▸ Problem 1
In the records that follow the text, reproduce verbatim the lines from the one containing "Please put a dot on every instance of the tattooed" through the one containing "<point>556,88</point>", inclusive. Include nothing else.

▸ Quoted text
• • • • •

BACKGROUND OF THE INVENTION

1. Field of the Invention
This invention generally relates to a semiconductor package, and more specifically, to a semiconductor package that has a heat dissipation structure integrated therewith.
2. Description of Related Art
Along with the demand for lighter and smaller electronic products, and since it is capable of providing sufficient amount of input/output connections for coping with the demand of semiconductor chips that have high integration electronic components and electronic circuits, ball grid array (BGA) semiconductor package has gradually become the mainstream of package productions. However, since this semiconductor package is capable of providing higher density electronic circuits and electronic components, the heat generated due to operation is higher, if heat around the surface of a chip can not be dissipated immediately, the accumulated heat will further affect the electried performance and product stability of the semiconductor chip.
In order to solve the problem of heat dissipation insufficiency of the ball grid array semiconductor package as in prior art, techniques of integrating heat dissipation structure to the BGA semiconductor package have been presented accordingly. Related prior art includes U.S. Pat. Nos. 5,877,552, 5,736,785, 5,977,626, 5,851,337, 6,552,428, 6,246,115, 6,429,512, 6,400,014, 6,462,405 and others.
As shown in FIG. 1, which illustrates a heat dissipation semiconductor package according to the claims of U.S. Pat. No. 5,977,626, the heat dissipation structure 13 of the heat dissipation semiconductor package 1 comprises: a level section 130, whose top surface is uncovered from a encapsulant 14; a plurality of support sections 131, which support the level section 130 to be hanged above a semiconductor chip 11; a plurality of contact sections 132, which extend from the bottoms of the support sections 131 and provide a plurality of raised sections 137 for gluing to a substrate 10; wherein, the support sections 131 are installed around the rim of the level section 130 and gradually extend downward and outward until reach the contact sections 132, and then form a trough-shaped compartment that is capable of containing a plurality of active/passive elements, such as chips, bonding wires, capacitors, and others, thus the heat generated due to the operation of the chip 11 can be dissipated into the air via the heat dissipation structure 13.

• • • • •

▸ Problem 2
In the background section on semiconductor packages, which type of package is said to have gradually become the mainstream of package productions?

▸ Records provided
• • • • •

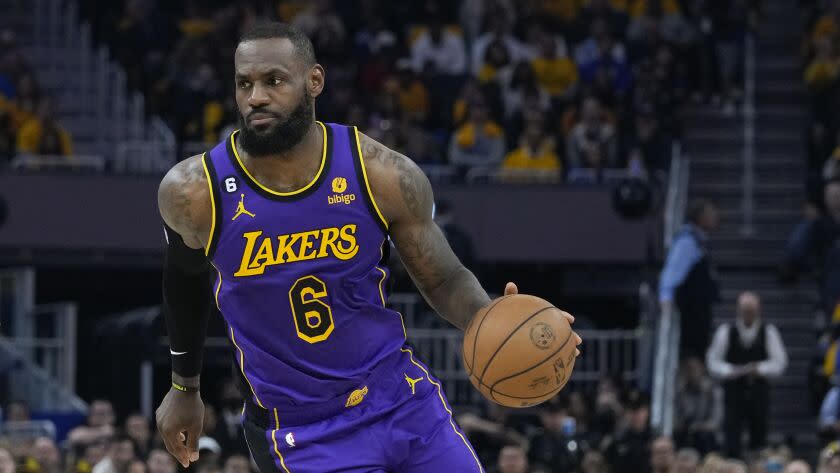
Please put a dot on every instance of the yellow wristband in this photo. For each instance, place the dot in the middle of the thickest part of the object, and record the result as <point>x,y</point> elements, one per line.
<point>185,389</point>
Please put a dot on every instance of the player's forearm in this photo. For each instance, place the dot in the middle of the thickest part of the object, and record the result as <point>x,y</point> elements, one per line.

• • • • •

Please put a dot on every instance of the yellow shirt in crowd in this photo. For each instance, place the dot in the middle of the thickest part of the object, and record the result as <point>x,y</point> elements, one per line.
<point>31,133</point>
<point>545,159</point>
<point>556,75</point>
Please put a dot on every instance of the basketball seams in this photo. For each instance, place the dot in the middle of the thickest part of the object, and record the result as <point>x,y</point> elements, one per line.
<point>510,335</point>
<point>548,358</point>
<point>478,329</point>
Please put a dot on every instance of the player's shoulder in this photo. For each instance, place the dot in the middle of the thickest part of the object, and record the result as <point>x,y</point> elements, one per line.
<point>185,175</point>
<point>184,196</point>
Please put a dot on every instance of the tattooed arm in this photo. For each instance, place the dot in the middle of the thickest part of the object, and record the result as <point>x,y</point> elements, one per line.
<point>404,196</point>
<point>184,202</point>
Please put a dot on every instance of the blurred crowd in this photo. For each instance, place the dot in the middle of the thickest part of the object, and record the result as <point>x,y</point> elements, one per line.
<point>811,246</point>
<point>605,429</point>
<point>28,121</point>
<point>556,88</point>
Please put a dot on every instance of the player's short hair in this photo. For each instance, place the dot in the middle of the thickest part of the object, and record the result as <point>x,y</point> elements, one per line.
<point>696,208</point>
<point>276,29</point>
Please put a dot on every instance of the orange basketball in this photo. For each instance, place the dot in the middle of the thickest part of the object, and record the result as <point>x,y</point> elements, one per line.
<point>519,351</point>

• • • • •

▸ Exercise response 1
Please put a dot on every instance of the tattooed arm in this photo. For each instance, place the dot in the middle of the thickest part of the object, and record the result as <point>x,y</point> elements, one per line.
<point>404,196</point>
<point>184,202</point>
Please put a dot on every instance of the blurred crowd in this photo. For each instance, place the dot in the middle of the thickest part of the object, and record the result as <point>x,y</point> elements, one per line.
<point>811,246</point>
<point>605,429</point>
<point>28,121</point>
<point>556,88</point>

▸ Exercise response 2
The ball grid array (BGA) semiconductor package.